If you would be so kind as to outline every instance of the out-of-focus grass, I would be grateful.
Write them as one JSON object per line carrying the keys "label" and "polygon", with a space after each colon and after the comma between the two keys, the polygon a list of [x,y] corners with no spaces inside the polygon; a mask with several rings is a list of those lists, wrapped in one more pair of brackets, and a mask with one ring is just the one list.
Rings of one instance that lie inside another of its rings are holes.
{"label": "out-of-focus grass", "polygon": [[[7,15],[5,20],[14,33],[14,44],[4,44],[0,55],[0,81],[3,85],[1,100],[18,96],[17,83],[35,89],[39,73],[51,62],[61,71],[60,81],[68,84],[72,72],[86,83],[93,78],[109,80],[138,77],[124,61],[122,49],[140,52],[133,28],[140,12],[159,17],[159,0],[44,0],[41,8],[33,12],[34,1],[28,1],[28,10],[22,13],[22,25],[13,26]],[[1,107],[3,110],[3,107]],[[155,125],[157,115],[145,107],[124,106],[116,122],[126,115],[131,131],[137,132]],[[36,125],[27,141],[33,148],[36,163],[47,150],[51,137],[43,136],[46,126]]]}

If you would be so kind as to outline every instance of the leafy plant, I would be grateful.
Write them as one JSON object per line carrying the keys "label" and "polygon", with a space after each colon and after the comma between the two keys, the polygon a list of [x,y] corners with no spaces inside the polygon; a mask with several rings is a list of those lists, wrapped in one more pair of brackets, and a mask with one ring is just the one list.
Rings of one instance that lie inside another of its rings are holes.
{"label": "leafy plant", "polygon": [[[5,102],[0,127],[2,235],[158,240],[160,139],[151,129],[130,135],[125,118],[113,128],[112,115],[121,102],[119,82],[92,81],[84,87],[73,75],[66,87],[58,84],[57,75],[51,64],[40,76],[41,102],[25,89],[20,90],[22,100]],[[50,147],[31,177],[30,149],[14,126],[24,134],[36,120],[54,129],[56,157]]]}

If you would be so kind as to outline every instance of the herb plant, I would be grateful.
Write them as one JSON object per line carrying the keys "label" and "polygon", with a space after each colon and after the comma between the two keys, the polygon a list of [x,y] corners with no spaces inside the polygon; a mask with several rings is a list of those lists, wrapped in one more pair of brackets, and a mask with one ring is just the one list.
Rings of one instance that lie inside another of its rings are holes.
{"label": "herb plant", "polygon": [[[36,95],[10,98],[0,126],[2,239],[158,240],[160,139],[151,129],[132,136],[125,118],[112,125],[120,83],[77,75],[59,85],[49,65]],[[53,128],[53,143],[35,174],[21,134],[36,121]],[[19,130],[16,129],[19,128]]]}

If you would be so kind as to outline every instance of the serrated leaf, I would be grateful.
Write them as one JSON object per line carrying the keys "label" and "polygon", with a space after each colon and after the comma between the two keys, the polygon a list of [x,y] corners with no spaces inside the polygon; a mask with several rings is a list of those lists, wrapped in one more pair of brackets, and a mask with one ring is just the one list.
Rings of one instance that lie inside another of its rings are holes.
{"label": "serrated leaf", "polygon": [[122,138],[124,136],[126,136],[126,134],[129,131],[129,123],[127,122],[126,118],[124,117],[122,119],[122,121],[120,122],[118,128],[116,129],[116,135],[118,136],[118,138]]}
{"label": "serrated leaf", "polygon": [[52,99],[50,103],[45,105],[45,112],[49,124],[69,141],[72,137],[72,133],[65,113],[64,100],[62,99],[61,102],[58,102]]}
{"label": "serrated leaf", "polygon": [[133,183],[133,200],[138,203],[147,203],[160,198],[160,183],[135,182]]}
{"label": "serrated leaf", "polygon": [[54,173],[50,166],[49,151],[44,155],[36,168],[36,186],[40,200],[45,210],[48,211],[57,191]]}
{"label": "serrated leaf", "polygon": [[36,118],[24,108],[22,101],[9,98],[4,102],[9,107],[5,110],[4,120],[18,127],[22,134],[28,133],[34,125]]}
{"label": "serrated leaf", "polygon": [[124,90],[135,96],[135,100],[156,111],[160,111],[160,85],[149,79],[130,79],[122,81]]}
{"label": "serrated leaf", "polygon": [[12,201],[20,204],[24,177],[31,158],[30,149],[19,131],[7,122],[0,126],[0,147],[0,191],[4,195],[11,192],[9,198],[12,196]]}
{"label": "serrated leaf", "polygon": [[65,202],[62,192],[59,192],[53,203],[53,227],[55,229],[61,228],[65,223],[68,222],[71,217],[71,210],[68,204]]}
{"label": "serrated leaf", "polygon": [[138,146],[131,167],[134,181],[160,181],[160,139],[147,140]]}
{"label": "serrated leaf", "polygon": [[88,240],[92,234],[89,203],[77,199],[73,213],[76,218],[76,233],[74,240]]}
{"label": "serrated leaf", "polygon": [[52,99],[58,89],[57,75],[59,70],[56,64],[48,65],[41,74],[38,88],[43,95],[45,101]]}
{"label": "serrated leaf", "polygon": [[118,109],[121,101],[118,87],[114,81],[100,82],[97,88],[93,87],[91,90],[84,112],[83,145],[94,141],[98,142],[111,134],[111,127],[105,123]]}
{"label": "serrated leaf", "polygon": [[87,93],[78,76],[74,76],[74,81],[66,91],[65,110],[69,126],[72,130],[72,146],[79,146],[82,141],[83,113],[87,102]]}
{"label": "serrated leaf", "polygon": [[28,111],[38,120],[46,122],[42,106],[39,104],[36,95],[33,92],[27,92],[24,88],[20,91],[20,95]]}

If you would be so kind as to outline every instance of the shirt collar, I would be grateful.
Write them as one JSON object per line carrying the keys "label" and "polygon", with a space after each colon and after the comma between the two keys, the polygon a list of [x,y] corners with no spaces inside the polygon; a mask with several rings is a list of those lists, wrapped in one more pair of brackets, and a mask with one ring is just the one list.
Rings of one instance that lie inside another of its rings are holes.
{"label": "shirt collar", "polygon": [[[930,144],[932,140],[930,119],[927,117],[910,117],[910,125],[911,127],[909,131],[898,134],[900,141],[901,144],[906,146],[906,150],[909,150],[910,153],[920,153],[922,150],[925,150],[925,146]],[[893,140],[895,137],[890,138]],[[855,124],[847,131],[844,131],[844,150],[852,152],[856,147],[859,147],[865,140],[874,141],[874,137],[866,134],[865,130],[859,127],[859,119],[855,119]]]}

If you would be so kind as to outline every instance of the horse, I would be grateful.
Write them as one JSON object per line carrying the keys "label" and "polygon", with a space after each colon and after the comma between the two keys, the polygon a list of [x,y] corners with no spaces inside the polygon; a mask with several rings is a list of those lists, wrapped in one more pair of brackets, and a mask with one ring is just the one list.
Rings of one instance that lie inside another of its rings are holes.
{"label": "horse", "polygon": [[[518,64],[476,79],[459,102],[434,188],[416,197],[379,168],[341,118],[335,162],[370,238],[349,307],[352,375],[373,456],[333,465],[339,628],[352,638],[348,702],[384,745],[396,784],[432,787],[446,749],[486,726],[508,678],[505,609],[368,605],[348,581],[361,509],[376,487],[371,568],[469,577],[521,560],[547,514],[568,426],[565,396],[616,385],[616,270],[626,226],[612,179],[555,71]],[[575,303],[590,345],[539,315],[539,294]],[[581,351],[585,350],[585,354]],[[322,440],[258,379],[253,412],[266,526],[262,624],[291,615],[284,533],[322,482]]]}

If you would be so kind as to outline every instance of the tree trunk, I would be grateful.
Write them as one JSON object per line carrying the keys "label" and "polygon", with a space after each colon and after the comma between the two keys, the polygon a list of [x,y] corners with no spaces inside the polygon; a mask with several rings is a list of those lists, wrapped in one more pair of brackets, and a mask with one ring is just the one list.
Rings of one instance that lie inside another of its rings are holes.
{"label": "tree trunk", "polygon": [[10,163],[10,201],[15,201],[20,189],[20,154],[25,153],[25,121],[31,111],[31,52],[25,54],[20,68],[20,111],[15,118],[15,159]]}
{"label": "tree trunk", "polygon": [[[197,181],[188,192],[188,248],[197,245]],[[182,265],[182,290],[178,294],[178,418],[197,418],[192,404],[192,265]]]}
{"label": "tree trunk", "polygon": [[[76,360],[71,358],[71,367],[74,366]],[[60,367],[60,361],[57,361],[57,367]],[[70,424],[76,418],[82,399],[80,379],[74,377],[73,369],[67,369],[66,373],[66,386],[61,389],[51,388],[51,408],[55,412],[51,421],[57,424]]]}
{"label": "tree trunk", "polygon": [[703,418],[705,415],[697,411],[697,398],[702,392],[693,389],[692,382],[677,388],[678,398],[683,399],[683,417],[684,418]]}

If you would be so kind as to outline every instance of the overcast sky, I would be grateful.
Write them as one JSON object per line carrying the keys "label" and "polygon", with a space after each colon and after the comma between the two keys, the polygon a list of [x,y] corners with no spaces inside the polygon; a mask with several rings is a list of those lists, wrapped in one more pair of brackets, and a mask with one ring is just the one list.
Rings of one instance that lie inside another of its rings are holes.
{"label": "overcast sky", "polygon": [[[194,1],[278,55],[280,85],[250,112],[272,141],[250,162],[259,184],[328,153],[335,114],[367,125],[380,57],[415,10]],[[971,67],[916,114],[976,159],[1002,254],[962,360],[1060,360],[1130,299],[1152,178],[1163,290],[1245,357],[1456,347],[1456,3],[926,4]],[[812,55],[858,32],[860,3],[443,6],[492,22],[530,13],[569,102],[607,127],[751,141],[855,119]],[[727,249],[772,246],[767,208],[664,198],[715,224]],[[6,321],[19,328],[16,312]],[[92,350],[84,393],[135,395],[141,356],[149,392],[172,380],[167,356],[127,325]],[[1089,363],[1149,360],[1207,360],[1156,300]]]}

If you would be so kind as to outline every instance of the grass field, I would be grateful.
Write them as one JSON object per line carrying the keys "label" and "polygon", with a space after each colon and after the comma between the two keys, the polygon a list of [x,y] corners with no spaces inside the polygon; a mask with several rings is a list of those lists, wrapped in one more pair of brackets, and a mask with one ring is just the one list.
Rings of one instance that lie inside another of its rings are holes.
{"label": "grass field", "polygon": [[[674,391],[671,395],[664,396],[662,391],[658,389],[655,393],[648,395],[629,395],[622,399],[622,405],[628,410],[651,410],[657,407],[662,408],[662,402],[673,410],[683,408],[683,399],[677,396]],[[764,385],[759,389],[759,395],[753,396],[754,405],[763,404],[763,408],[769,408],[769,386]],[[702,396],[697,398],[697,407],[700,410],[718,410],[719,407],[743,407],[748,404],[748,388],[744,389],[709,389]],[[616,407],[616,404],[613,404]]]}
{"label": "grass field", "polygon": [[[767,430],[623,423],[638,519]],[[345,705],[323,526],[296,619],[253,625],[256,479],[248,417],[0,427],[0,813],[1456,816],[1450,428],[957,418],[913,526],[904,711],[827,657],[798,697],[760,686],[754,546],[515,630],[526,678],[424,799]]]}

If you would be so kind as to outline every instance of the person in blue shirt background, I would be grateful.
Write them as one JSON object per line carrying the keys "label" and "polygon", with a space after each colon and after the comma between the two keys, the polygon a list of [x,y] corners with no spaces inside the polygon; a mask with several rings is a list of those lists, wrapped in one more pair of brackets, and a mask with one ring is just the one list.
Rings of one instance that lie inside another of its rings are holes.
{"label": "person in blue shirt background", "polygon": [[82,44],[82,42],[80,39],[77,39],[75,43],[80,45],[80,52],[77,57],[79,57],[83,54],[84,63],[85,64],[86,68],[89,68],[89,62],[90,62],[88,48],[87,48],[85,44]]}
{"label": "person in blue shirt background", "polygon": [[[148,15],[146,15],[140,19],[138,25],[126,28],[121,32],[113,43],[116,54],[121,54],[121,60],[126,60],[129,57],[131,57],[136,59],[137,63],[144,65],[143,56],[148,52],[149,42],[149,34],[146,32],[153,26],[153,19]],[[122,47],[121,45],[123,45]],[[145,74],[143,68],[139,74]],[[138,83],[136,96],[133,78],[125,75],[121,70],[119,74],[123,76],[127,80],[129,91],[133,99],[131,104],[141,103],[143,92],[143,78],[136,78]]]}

--- TASK ---
Repeat, word for word, every line from the line that contains "background, I would be grateful." to the end of the entries; include both of those lines and no others.

--- COMPLETE ANSWER ---
If you would be so kind as to outline every instance of the person in blue shirt background, I would be grateful.
Write them as one JSON object per line carrying the keys "label" and "polygon", with a space after each colon and after the comma between the two keys, the polygon a list of [x,y] corners with no spaces inside the polygon; a mask with several rings is a list of those lists, wrapped in one more pair of brackets, and a mask with one ring is just the one list.
Rings of one instance that lie inside another of its rings are holes.
{"label": "person in blue shirt background", "polygon": [[82,44],[82,42],[80,39],[77,39],[75,43],[80,45],[80,52],[77,57],[79,57],[83,54],[84,63],[85,64],[86,68],[89,68],[89,62],[90,62],[88,48],[87,48],[85,44]]}
{"label": "person in blue shirt background", "polygon": [[[148,15],[146,15],[140,19],[138,25],[126,28],[121,32],[113,43],[116,54],[121,54],[121,60],[126,60],[129,57],[131,57],[136,59],[137,63],[144,65],[143,56],[148,52],[149,42],[149,34],[146,32],[153,26],[153,19]],[[122,47],[121,45],[123,45]],[[145,74],[143,68],[139,74]],[[138,83],[136,96],[133,78],[125,75],[121,70],[119,74],[123,76],[127,80],[129,91],[133,99],[131,104],[141,103],[143,92],[143,78],[136,78]]]}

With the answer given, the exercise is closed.